Exercise aim: Hunt through the entries for the word "tree" and copy each line in which it appears.

Collected data:
- Opening Delimiter -
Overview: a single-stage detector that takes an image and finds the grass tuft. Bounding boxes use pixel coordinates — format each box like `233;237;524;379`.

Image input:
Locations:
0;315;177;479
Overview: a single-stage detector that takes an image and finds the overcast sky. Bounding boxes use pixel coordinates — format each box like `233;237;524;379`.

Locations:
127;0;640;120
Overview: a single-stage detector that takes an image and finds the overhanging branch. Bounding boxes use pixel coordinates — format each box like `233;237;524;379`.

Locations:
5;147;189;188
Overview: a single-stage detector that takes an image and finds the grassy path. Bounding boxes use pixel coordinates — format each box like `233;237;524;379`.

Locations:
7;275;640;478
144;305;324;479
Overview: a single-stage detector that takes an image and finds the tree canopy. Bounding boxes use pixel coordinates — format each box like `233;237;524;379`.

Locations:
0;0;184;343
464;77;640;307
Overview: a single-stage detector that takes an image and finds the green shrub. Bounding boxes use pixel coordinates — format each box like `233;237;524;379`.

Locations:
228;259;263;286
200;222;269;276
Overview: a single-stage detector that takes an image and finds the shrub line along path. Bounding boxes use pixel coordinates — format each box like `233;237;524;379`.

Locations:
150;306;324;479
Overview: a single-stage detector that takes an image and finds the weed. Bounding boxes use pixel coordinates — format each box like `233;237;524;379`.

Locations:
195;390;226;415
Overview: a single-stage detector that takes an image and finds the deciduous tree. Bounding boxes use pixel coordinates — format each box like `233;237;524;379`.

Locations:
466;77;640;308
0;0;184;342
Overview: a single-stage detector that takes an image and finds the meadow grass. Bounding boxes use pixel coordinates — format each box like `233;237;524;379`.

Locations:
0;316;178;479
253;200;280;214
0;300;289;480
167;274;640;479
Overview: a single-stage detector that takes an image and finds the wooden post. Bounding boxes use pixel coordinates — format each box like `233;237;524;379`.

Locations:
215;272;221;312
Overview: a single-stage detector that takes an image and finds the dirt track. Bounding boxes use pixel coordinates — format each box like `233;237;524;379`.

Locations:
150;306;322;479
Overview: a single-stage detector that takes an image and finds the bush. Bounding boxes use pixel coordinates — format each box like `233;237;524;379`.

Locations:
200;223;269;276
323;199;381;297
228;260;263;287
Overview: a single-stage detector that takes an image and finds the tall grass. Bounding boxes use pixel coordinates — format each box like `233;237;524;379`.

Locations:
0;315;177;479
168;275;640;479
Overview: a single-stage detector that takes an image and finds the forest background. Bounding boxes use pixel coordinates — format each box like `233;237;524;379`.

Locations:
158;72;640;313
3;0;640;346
- Closing Delimiter -
Exercise solution:
Overview: a single-stage detector that takes an image and finds the tree canopy. Bounding boxes use pixel coordinates — format each box like `233;237;524;379`.
Overview: a single-stage detector that takes an image and finds the deciduous tree. Bounding boxes use pixel coordinates — format each box like `233;237;524;379`.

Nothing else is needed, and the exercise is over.